**問題と課題**.
a – 本文について、次の問いに答えてください。
(i) 円山の発言によれば、ウィーンフィルハーモニー管弦楽団の団員はどこから選出されますか。
(ii) 円山は、自分がクラシック音楽を好きな理由として何を挙げていますか。
(iii) 一文字が小澤氏について気づいた「欠落した部分」とは何ですか。
b – 本文のうち「円山:一体、何がですか?」から「高額な料金が必要になること。」までを、両端の語句も含めて一字一句そのまま書き写してください。

**本文抜粋**.
▶

円山:古くから有名ですね。ボストン交響楽団の首席指揮者でした。その後、ウィーン国立歌劇場の監督になりました。
世界的に有名な、ウィーンフィルハーモニー管弦楽団は、国立歌劇場の団員の中から選出されますね。

橘:由貴子ちゃん、詳しいわね。

円山:私、クラシック音楽が好きなのです。ピアノを習っていたためかしら。

一文字:演奏できる人はうらやましいです。
ぼくは、ただ聴いているだけです。

小澤氏についても、彼のレコードアルバムやCDは複数持っていて聞いていました。しかし、よく考えると、欠落した部分があることに気がつきました。

円山:一体、何がですか?

一文字:日本人であり、彼のファンであるにもかかわらず、その生演奏を聴いたことがなかったことです。

橘:なるへそ。

一文字:一般に海外の有名指揮者であれば、録音演奏で我慢しなくてはならないことが多くなります。

訪日が限られていること。
予定が合うかどうか分からないこと。
高額な料金が必要になること。

◀

**提示資料**.
▶

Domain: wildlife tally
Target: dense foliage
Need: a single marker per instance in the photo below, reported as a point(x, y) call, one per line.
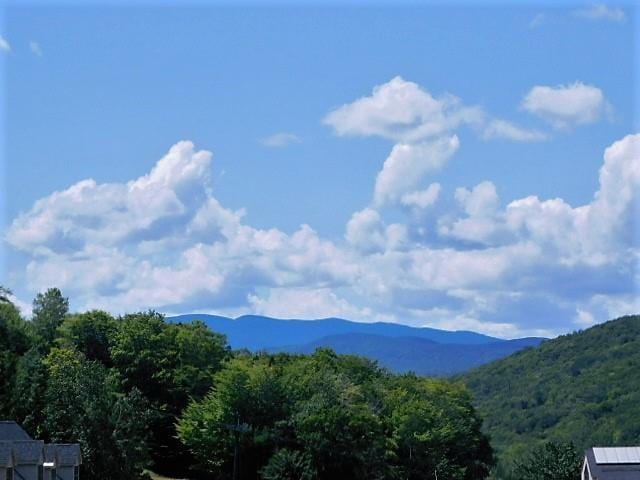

◀

**演習の解答**.
a –
(i) 国立歌劇場の団員の中から選出されます。
(ii) ピアノを習っていたためではないかと述べています。
(iii) 日本人であり、彼のファンであるにもかかわらず、その生演奏を聴いたことがなかったことです。

b –
円山:一体、何がですか?

一文字:日本人であり、彼のファンであるにもかかわらず、その生演奏を聴いたことがなかったことです。

橘:なるへそ。

一文字:一般に海外の有名指揮者であれば、録音演奏で我慢しなくてはならないことが多くなります。

訪日が限られていること。
予定が合うかどうか分からないこと。
高額な料金が必要になること。